In the records below, locate the line containing "Exercise. Point out the concrete"; output that line and every following line through the last, exactly.

» **Task input**:
● ● ●

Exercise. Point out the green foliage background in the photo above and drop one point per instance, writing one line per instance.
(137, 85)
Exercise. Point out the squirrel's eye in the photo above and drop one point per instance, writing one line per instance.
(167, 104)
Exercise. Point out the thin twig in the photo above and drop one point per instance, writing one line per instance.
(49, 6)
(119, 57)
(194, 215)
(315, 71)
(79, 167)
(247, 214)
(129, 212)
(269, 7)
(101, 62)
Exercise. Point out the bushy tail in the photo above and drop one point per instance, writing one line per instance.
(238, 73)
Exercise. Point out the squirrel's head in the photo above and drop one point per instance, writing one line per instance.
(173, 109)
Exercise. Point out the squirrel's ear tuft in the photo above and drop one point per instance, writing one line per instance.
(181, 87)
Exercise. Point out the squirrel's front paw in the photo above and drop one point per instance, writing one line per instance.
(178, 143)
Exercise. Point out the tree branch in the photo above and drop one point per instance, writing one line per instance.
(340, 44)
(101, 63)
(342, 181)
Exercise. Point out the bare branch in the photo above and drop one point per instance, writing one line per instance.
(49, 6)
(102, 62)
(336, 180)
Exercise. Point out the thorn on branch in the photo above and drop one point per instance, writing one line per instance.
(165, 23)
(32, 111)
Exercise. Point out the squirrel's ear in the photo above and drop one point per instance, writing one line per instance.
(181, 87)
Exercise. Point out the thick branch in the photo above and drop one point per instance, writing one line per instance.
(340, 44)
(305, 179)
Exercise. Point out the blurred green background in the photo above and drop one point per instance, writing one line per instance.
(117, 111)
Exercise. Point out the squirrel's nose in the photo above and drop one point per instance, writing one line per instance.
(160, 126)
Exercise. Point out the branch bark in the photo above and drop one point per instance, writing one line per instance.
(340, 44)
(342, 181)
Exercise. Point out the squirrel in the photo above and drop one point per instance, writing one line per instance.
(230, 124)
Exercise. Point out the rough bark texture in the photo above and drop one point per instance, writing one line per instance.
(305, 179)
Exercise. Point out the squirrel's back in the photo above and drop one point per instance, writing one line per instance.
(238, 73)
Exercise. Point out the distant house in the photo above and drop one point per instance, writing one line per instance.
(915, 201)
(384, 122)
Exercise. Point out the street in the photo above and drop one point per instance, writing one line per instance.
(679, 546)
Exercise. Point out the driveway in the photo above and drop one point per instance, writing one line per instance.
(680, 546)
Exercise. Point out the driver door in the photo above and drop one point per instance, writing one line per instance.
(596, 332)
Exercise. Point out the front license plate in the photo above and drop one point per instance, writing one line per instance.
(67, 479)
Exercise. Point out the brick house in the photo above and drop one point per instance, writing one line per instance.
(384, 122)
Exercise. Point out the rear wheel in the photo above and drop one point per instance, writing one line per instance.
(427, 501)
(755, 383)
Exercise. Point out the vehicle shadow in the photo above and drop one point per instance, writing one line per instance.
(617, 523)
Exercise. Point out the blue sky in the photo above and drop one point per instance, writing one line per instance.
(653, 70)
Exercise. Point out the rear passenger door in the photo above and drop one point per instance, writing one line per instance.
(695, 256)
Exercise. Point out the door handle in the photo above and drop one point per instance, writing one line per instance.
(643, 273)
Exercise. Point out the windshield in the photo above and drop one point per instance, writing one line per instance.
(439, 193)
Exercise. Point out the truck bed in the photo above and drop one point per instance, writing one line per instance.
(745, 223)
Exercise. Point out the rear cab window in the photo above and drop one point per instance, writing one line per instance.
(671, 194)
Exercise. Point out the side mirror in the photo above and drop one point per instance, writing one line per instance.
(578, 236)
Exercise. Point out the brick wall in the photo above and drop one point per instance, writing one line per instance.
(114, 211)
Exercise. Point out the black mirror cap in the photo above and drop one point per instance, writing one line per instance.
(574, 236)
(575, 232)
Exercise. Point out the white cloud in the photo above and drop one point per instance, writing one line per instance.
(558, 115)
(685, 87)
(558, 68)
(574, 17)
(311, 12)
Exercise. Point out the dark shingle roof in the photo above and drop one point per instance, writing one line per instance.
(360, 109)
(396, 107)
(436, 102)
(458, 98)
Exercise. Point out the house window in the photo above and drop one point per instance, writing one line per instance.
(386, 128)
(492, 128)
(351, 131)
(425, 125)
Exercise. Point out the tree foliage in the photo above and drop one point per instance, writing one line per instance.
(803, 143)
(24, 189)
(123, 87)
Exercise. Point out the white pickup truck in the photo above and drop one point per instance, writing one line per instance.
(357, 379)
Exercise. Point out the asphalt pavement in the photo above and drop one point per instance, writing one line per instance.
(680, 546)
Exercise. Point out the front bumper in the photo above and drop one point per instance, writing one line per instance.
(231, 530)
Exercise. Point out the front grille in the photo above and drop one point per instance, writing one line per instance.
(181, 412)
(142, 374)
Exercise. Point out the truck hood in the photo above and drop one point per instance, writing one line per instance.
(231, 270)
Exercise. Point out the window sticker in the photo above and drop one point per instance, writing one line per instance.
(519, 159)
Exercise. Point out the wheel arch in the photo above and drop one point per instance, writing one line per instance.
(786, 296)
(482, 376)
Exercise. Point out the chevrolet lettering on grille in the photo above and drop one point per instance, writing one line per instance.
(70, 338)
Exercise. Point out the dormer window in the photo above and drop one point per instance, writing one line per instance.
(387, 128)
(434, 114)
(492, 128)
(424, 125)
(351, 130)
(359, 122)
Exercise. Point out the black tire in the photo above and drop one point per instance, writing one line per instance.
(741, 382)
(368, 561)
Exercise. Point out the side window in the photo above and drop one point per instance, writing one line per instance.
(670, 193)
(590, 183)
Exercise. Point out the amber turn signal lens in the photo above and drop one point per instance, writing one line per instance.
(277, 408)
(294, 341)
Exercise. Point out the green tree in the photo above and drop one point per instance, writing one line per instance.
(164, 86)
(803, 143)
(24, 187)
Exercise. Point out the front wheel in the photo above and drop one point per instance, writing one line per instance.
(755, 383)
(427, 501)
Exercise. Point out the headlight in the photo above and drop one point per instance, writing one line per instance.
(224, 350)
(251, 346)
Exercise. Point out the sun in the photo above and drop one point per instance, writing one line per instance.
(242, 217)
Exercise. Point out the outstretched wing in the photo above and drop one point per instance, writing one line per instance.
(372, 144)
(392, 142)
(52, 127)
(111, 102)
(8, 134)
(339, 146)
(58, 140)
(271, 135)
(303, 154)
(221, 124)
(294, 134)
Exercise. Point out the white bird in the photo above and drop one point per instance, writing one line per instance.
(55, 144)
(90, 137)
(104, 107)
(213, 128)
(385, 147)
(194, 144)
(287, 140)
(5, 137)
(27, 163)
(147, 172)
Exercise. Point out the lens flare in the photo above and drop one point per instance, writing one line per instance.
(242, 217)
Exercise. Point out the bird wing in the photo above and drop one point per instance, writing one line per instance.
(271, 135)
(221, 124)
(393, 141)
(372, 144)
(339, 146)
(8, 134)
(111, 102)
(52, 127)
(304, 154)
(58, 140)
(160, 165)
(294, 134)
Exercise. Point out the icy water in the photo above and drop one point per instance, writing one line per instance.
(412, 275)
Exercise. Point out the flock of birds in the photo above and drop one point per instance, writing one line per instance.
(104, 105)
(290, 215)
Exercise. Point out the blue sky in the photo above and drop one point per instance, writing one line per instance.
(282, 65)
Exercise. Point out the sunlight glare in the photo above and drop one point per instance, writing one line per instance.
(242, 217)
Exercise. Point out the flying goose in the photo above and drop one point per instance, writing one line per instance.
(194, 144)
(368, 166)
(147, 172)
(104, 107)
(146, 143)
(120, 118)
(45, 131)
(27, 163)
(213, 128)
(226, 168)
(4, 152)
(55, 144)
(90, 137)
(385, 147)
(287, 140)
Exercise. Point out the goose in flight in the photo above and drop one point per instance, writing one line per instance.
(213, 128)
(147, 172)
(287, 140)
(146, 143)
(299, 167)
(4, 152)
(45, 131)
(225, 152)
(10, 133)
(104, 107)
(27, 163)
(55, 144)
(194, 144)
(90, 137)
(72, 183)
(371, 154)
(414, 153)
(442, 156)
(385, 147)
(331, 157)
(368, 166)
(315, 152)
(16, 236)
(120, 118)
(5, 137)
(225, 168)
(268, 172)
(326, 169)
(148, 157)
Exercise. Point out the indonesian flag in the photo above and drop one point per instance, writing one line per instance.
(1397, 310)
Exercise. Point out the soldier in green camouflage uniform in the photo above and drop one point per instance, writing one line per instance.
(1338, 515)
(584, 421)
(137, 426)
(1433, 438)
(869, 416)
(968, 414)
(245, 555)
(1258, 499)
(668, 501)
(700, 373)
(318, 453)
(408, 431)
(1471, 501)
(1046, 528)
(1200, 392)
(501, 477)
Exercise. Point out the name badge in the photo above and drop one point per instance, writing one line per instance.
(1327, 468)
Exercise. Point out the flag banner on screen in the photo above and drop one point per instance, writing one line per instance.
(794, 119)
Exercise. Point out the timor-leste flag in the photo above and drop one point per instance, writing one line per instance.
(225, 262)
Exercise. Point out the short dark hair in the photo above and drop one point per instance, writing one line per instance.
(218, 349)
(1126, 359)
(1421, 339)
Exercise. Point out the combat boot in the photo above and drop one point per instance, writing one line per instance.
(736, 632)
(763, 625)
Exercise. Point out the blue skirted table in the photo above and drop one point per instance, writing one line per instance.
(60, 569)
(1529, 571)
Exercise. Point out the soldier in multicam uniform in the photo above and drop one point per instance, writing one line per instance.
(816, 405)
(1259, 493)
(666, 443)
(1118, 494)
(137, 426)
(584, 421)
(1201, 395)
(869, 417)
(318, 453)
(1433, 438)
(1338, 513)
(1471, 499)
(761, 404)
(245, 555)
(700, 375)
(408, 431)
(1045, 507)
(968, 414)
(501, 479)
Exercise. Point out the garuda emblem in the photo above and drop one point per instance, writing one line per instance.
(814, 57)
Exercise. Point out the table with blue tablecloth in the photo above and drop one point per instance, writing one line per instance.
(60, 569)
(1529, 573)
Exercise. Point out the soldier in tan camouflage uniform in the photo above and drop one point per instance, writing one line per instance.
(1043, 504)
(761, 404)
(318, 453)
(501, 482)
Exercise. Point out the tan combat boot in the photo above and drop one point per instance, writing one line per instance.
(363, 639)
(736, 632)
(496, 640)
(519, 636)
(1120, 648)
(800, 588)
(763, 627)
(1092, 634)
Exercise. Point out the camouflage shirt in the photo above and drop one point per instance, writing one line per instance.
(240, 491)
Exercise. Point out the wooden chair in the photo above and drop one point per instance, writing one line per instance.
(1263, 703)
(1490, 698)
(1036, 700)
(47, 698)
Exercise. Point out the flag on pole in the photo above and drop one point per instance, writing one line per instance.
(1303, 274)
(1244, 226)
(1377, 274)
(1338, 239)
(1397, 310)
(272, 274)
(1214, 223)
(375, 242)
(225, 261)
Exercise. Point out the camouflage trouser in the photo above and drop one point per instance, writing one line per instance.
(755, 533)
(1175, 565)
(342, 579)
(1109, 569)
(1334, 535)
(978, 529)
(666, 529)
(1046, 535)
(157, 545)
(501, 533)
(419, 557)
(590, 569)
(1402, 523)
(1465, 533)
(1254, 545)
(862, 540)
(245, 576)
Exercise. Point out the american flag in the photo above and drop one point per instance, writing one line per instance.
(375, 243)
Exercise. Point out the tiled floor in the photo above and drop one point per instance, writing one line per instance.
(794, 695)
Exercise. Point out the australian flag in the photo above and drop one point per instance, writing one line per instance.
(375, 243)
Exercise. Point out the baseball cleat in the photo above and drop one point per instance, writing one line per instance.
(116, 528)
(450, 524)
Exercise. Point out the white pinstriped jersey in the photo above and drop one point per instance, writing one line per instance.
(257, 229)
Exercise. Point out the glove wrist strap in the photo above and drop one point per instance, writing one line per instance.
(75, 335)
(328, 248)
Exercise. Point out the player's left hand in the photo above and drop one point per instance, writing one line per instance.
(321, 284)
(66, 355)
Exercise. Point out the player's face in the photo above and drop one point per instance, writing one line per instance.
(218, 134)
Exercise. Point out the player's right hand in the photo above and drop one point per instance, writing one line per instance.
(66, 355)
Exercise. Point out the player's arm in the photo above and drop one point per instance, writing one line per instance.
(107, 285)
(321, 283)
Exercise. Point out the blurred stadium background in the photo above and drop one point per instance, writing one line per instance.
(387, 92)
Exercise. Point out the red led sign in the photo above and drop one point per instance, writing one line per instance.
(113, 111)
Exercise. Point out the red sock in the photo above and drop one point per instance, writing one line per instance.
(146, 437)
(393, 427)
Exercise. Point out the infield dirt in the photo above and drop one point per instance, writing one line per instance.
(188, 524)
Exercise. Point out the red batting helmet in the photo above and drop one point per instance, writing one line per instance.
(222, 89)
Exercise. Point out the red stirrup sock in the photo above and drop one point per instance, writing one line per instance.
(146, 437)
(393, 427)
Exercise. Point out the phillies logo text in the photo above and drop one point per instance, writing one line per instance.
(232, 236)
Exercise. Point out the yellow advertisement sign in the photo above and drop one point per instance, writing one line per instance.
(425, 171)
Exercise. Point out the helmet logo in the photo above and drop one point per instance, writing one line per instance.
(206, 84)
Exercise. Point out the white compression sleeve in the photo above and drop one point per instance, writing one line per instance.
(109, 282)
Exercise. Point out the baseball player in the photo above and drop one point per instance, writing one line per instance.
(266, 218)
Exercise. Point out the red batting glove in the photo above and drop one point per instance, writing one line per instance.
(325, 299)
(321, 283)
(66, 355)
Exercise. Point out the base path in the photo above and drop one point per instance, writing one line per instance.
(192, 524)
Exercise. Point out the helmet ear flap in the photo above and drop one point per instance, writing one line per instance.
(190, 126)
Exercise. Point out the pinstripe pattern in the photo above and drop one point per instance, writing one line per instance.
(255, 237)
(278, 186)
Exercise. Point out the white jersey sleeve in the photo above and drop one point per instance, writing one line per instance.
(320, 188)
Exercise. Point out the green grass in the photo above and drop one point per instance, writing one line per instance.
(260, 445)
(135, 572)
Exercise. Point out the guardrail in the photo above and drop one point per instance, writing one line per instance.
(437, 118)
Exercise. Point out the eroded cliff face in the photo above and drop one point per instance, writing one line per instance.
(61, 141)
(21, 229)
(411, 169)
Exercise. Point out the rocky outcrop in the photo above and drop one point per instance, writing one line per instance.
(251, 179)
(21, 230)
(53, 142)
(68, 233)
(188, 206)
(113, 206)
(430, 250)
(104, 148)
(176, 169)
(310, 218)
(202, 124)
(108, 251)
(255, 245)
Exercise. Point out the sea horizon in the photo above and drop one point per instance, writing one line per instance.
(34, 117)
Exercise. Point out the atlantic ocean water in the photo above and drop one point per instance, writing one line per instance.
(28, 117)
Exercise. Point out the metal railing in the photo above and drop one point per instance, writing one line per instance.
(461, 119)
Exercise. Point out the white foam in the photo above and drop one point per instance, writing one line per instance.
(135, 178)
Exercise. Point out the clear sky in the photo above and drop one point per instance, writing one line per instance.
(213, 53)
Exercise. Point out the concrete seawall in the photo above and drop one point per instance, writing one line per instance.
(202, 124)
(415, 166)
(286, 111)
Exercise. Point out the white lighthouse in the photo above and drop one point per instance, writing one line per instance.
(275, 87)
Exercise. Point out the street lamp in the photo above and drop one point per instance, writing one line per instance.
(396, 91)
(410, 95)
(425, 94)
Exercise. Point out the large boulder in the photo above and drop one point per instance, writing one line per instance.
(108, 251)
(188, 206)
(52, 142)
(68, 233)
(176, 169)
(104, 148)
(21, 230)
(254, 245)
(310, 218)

● ● ●

» **Written response**:
Exercise. Point out the concrete seawall in the photo above and drop one point per instance, writing one line per instance.
(202, 124)
(415, 166)
(286, 111)
Exercise. Point out the white lighthouse in the photo above and drop one point per instance, writing one line per instance.
(275, 87)
Exercise. Point out the street lamp in the photo above and drop one point per instance, writing one line per instance.
(396, 91)
(410, 95)
(425, 94)
Exercise. Point out the large boulder in the photo above and drop one point per instance, writing one line per instance.
(108, 251)
(188, 206)
(52, 142)
(68, 233)
(176, 169)
(104, 148)
(21, 230)
(254, 245)
(310, 218)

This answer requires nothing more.